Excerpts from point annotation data
━━━━━━━━━━━━━━━━━━━━
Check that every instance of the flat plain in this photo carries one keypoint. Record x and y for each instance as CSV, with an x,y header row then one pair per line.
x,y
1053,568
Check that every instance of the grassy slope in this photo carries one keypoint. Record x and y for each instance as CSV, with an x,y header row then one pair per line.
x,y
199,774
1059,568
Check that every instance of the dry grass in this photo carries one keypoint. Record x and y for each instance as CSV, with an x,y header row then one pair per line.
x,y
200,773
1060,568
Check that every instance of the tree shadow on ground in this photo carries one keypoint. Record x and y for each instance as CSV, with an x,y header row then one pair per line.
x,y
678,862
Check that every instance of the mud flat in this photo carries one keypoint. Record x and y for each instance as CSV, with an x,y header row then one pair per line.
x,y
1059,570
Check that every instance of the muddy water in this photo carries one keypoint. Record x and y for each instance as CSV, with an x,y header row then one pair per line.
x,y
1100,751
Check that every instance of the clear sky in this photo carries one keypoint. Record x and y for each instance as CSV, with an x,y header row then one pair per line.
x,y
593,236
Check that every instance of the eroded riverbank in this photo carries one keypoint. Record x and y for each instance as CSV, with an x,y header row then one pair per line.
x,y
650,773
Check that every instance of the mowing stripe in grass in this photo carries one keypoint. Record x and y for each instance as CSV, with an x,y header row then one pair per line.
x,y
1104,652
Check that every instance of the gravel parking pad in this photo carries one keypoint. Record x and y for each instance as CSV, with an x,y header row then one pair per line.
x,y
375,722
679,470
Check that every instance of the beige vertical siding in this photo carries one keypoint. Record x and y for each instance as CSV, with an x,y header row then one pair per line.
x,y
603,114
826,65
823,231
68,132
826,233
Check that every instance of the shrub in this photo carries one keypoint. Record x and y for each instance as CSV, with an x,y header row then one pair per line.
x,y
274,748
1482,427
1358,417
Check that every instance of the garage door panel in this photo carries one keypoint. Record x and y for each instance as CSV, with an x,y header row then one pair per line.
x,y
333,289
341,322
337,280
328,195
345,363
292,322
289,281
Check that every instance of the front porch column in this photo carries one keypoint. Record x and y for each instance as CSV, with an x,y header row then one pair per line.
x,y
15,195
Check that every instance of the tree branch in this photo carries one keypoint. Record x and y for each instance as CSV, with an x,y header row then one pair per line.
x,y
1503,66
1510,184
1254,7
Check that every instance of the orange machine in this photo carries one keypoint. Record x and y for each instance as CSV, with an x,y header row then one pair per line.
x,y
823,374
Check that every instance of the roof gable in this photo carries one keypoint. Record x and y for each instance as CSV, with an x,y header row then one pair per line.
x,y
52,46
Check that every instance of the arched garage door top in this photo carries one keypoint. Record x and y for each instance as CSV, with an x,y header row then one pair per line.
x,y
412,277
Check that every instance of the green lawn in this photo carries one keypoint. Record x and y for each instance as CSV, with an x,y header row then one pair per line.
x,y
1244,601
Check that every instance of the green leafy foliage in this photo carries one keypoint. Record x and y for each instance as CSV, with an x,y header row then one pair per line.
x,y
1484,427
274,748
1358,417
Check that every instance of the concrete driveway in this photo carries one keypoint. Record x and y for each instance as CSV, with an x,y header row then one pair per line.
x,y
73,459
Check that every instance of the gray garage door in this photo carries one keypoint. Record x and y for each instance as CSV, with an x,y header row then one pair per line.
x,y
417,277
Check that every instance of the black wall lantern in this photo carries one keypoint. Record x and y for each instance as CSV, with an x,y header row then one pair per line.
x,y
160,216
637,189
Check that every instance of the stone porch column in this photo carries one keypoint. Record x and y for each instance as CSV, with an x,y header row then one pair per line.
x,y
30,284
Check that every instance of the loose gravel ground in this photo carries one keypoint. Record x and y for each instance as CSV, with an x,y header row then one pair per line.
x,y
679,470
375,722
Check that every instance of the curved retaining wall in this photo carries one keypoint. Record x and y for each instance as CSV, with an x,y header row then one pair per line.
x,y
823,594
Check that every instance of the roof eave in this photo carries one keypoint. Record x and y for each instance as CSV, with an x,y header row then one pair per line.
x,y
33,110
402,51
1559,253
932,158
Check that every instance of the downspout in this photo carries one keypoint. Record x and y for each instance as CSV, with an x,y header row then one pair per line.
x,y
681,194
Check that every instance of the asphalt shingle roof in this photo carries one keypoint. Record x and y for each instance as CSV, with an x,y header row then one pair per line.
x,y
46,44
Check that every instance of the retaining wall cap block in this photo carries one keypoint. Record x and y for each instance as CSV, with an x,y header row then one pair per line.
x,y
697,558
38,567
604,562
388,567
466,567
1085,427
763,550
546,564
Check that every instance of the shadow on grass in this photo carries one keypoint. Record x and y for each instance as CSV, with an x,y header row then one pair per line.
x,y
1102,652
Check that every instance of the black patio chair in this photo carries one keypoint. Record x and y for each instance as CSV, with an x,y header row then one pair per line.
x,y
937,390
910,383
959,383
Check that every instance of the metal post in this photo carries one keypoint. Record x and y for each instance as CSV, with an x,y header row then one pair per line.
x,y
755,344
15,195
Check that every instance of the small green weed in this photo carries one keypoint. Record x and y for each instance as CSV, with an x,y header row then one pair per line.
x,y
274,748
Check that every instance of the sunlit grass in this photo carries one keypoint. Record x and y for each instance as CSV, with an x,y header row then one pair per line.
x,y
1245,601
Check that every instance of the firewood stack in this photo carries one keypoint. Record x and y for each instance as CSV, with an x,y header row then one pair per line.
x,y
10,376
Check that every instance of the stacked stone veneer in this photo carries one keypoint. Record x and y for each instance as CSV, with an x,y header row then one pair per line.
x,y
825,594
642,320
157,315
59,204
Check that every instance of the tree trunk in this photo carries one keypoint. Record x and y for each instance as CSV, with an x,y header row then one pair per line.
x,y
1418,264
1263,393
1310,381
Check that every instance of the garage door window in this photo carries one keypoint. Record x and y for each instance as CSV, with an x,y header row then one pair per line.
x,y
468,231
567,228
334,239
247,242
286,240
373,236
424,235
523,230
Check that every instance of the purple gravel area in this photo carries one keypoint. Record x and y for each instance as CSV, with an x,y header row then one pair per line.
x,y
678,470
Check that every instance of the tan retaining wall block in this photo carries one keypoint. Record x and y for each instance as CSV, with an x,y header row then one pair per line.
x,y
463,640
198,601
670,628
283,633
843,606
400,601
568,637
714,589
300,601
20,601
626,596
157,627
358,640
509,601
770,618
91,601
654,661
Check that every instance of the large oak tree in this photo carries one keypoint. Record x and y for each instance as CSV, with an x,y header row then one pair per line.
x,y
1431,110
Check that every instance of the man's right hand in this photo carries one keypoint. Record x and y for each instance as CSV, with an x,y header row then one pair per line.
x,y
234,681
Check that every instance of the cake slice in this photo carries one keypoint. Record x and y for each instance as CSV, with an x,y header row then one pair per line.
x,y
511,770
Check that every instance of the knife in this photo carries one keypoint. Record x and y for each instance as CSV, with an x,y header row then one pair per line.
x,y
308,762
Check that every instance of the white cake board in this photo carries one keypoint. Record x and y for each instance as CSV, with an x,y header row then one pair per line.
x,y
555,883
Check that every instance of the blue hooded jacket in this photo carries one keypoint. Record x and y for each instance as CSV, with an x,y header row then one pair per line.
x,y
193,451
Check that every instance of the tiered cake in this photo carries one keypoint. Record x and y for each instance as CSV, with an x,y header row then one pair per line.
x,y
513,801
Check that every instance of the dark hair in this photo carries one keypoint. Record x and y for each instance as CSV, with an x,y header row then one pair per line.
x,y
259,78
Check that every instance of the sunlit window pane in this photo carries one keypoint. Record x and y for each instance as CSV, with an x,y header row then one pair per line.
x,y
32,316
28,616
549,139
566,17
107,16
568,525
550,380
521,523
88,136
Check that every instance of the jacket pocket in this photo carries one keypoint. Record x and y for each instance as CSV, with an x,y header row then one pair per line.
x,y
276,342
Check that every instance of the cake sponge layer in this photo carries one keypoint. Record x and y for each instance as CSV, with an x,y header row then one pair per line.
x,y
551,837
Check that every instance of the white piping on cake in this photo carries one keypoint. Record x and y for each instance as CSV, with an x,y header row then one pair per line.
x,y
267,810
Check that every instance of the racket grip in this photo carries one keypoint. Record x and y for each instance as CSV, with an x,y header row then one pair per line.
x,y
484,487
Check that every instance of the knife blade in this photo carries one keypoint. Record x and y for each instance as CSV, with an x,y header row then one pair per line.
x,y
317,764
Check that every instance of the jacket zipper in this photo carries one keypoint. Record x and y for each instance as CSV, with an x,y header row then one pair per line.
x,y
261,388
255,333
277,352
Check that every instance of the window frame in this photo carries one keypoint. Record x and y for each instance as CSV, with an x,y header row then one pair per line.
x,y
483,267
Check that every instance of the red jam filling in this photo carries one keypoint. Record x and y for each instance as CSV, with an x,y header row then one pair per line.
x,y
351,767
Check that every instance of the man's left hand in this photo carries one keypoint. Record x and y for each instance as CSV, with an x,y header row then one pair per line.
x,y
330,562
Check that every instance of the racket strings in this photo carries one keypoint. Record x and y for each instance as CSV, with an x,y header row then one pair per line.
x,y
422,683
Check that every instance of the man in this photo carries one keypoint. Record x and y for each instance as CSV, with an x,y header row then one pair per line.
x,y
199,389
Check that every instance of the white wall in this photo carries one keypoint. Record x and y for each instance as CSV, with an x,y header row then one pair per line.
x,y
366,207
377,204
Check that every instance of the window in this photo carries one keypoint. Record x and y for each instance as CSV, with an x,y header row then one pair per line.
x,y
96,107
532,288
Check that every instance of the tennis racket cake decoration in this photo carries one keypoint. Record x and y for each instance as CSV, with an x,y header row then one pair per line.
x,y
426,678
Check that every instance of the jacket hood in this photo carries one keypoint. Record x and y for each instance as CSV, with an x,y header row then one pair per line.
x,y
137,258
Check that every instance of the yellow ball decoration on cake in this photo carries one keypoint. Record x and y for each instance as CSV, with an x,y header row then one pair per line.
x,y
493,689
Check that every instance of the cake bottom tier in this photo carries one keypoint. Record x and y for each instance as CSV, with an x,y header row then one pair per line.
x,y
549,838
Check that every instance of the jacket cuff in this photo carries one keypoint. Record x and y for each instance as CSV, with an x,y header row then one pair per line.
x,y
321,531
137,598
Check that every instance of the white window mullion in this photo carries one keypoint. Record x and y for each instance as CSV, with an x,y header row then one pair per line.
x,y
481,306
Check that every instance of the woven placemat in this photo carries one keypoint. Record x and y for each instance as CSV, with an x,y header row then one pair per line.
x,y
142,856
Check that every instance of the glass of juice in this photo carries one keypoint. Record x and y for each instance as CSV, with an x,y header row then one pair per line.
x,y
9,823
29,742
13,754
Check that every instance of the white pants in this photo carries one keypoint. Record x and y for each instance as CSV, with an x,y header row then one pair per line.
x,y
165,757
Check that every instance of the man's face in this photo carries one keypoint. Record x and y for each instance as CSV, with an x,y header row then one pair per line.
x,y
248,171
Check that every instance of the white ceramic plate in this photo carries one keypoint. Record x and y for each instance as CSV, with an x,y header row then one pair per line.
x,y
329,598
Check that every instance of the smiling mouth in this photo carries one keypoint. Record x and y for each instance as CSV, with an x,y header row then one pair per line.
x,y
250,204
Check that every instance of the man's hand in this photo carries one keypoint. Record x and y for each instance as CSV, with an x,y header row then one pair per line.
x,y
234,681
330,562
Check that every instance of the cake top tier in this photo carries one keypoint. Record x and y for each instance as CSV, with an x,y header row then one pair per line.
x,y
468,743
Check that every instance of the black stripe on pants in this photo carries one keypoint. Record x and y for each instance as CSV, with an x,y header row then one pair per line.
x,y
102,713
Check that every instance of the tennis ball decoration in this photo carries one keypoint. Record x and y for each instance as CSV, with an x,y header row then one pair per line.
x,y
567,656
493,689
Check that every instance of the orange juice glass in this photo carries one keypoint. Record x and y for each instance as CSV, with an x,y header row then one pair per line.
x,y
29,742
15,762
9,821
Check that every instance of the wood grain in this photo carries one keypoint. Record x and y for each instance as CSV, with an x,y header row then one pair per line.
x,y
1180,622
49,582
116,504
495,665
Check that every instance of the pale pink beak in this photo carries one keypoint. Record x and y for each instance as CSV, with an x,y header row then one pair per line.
━━━━━━━━━━━━━━━━━━━━
Rewrite the stretch of material from the line containing "Check that every instance of the man's hand" through the end, replacing "keypoint" with "marker" and keeping everything else the same.

Check that every instance of the man's hand in this photo carries one marker. Record x and y for each instance as CSV, with an x,y header row then one pair per line.
x,y
234,681
330,562
Check that every instance of the cake top tier in this photo carries one marker. Record x and y for each instance as CSV, with an x,y header row then one pair per line.
x,y
468,743
Check that every instance of the black stripe on pants in this photo carries one marker. Record x and y for each instance as CSV, with an x,y header row then one pair per line.
x,y
102,713
Check that every instance of the tennis ball decoration in this photo carries one marker. Record x and y for each instance as CSV, with an x,y header row then one pair per line.
x,y
567,656
493,689
Check that every instance of the orange juice glass in this photo carries one marker. Record x and y for each instance as CSV, with an x,y header row then one pair per line.
x,y
29,742
15,762
9,821
Check that every instance of the wood grain in this photo carries one marker. Record x and y for each instance as CSV, with an x,y header row then one pair per line.
x,y
1180,622
49,582
116,504
495,665
Check that every instance of the pale pink beak in this photo carries one marker. Record x and y for each instance as CSV, with an x,y header row then one pair per line.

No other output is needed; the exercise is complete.